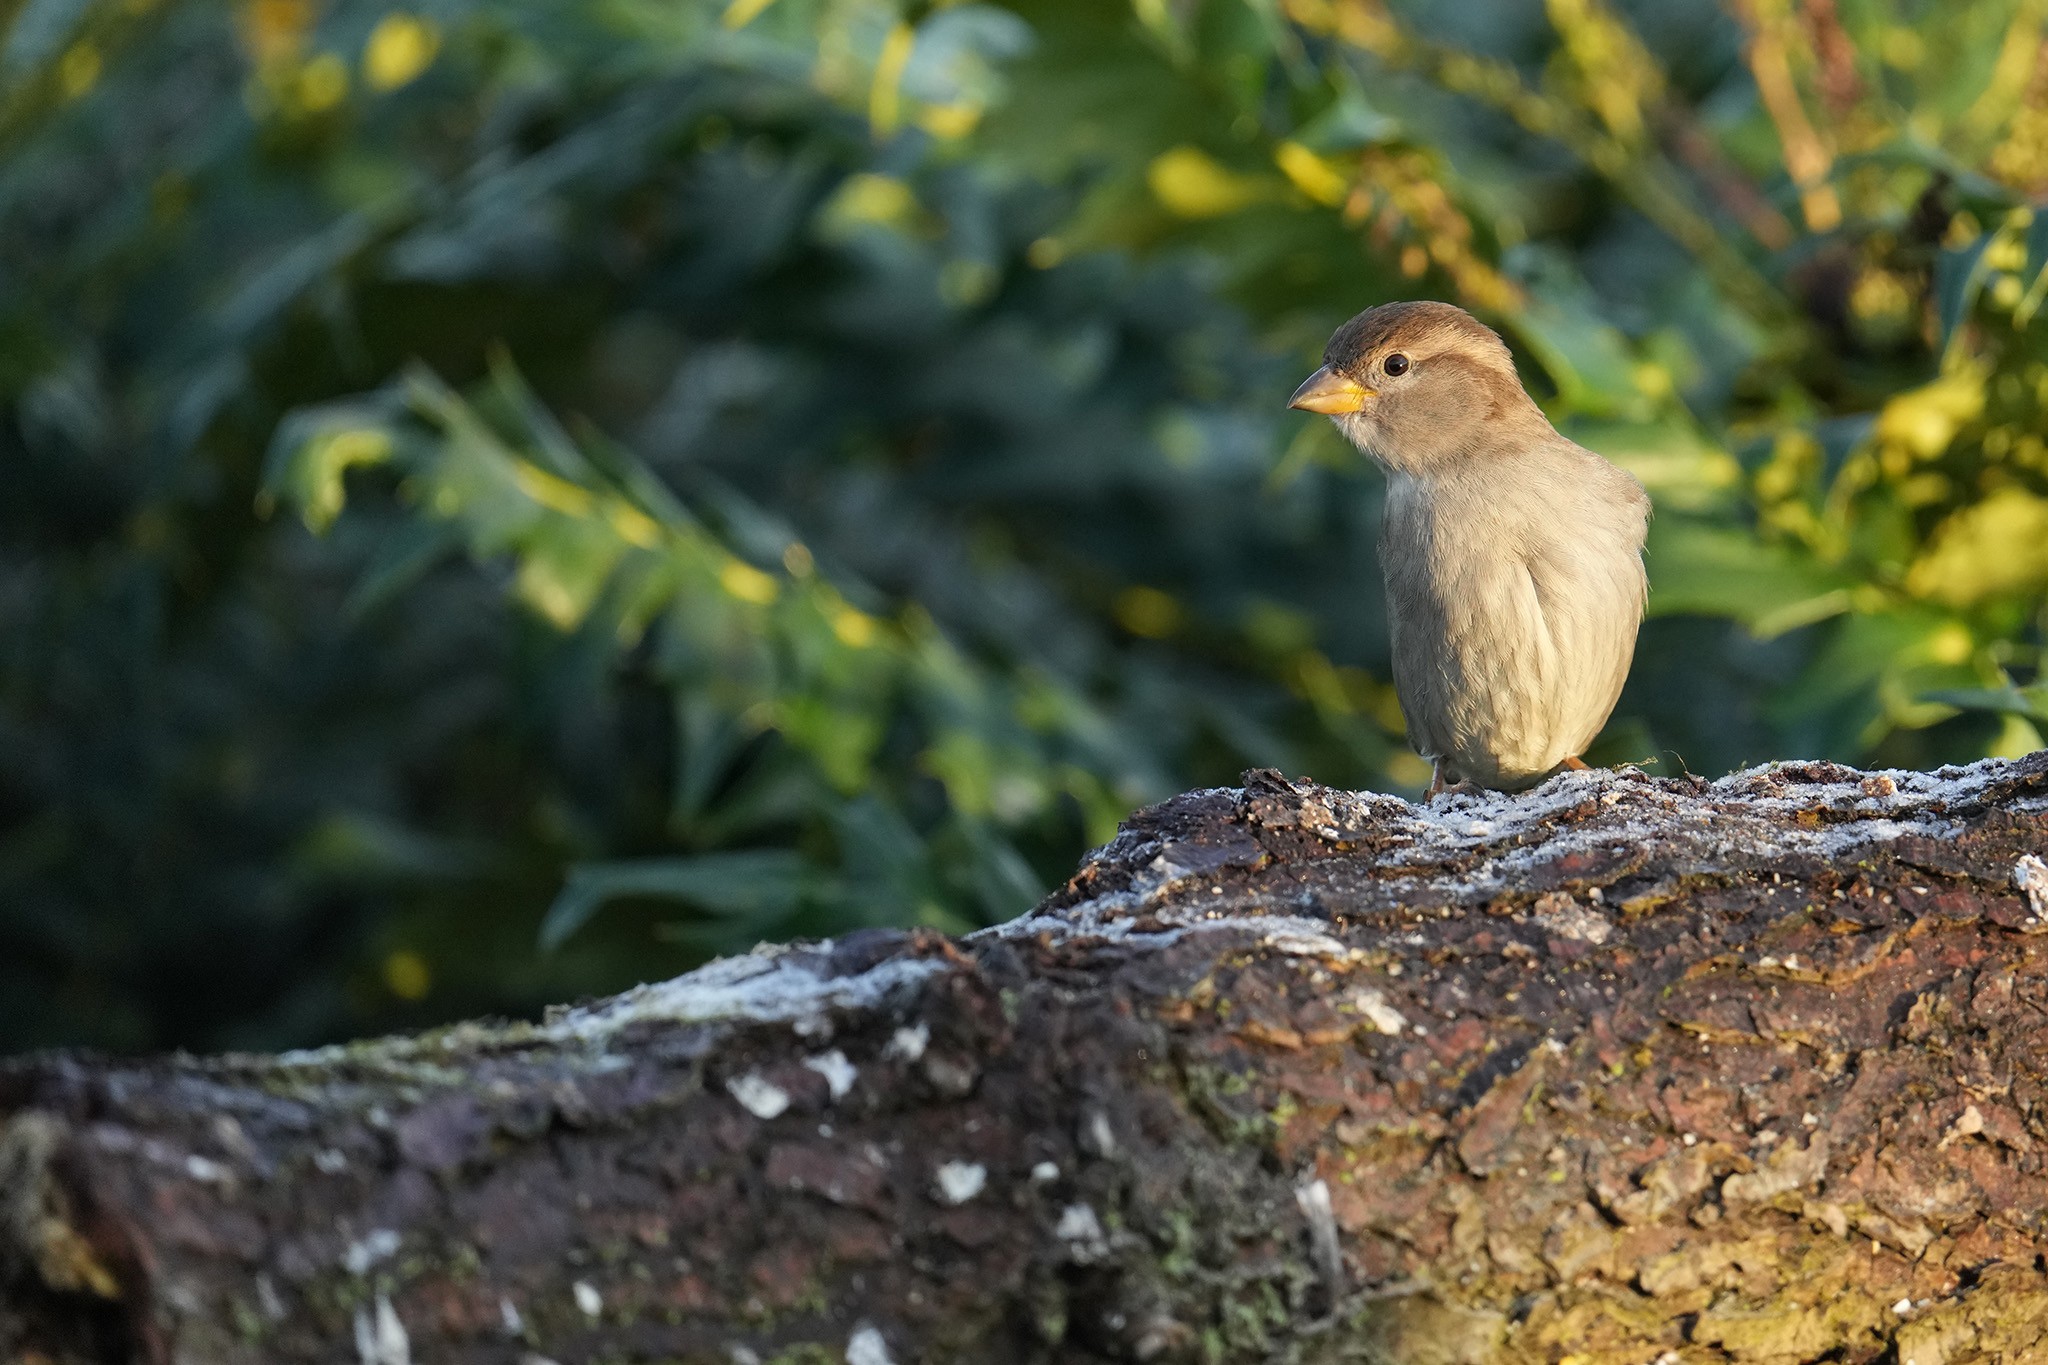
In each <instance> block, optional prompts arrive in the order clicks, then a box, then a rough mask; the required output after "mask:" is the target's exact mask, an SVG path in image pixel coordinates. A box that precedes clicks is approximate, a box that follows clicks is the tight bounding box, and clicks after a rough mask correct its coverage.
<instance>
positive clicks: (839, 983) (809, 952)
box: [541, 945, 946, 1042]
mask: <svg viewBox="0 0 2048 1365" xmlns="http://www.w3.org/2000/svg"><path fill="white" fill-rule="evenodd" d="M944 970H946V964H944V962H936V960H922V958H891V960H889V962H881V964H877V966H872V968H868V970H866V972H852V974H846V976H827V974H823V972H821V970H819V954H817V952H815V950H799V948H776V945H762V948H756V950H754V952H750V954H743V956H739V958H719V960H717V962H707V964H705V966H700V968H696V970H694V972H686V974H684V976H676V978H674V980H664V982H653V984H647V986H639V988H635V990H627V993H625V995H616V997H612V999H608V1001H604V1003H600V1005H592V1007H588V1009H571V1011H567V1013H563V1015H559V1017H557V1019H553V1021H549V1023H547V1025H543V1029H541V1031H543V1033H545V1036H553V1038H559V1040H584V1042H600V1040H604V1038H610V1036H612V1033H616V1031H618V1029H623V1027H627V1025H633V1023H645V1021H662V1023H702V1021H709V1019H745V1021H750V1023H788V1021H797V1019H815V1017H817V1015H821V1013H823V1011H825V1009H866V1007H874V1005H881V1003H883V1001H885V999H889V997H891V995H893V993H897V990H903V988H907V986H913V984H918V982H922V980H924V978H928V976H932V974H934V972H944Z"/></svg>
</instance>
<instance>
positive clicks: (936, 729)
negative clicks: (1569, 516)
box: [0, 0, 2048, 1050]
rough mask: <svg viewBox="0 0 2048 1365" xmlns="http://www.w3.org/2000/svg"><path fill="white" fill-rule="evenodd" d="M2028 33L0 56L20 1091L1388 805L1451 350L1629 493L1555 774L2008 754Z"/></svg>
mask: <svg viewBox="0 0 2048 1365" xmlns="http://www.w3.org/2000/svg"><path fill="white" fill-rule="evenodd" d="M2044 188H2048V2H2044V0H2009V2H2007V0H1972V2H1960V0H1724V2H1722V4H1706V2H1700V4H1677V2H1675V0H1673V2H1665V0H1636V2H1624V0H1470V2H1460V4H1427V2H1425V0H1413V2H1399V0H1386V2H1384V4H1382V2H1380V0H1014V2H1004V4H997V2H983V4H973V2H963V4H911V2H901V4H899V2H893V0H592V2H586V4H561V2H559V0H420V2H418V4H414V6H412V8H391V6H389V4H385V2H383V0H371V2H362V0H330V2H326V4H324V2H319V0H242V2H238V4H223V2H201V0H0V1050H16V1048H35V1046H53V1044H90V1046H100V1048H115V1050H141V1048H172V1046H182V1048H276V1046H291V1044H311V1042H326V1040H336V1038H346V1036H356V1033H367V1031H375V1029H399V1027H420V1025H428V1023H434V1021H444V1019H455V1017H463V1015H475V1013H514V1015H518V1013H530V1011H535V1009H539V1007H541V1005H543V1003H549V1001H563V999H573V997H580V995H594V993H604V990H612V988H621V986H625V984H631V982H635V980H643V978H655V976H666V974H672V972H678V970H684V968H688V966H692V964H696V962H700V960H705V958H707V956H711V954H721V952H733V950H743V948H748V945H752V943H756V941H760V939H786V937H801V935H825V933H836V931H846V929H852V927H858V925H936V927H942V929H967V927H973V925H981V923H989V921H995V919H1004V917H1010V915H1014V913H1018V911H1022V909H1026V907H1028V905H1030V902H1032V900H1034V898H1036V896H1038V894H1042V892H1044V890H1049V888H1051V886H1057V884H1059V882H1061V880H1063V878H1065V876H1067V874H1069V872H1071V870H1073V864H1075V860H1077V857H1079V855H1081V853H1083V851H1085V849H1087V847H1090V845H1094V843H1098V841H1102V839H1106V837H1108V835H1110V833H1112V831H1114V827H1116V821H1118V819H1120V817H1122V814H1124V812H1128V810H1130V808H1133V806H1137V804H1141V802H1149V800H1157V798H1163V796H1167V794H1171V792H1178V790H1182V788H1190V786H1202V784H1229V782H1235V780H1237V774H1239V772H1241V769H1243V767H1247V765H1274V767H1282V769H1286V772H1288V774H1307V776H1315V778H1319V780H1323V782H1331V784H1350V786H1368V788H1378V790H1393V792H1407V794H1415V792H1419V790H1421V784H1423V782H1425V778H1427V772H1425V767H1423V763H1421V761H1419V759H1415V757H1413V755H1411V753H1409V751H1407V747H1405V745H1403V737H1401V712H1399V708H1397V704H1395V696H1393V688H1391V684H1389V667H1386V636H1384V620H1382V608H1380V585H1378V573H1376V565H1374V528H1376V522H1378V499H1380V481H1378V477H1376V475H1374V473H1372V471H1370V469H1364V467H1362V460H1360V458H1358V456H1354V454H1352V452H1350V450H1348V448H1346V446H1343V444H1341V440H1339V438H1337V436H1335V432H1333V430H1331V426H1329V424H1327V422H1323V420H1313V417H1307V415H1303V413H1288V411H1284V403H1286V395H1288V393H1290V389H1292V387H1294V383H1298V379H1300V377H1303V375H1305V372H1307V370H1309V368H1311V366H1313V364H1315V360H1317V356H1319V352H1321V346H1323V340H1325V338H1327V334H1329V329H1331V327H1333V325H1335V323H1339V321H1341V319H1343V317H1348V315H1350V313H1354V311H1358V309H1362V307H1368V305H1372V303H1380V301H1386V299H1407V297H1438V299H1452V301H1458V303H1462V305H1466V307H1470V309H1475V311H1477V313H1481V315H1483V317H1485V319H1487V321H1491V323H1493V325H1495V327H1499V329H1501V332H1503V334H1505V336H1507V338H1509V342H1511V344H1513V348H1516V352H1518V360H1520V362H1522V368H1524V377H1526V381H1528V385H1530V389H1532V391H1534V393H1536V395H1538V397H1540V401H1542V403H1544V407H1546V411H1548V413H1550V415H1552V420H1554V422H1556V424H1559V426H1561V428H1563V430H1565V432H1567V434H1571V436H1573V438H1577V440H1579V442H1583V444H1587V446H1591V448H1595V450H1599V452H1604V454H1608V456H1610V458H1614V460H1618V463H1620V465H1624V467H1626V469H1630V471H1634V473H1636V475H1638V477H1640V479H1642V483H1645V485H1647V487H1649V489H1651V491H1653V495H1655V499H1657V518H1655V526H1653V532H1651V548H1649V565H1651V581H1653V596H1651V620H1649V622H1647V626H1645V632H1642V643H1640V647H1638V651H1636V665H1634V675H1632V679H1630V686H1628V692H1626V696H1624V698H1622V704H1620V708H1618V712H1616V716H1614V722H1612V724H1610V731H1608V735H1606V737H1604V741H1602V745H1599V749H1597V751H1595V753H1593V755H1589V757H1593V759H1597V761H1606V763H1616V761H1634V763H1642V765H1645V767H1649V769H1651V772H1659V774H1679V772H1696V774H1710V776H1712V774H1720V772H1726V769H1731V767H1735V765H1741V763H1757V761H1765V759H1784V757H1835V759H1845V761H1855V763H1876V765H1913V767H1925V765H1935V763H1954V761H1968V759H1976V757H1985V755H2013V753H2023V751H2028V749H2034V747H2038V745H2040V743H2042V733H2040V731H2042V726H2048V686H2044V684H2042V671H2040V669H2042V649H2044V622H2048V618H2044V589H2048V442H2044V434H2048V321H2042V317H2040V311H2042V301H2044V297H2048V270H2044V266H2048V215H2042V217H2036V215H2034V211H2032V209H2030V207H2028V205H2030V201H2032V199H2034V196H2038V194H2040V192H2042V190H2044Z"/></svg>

####################

=== Problem ===
Please update the entries from their start through the line containing "box: [541, 945, 946, 1042]" by replacing "rough mask" with "coarse mask" and leaving everything else unchanged. Return only those lines, without the picture.

=== Result for this exercise ===
In each <instance> block, optional prompts arrive in the order clicks, then a box, then a coarse mask; the required output after "mask:" is the target's exact mask, an SVG path in image pixel coordinates. A box that precedes clicks is approximate, a box that follows clicks is the tight bounding box, and clicks after a coarse mask correct its coverage.
<instance>
positive clicks: (839, 983) (809, 952)
box: [541, 945, 946, 1042]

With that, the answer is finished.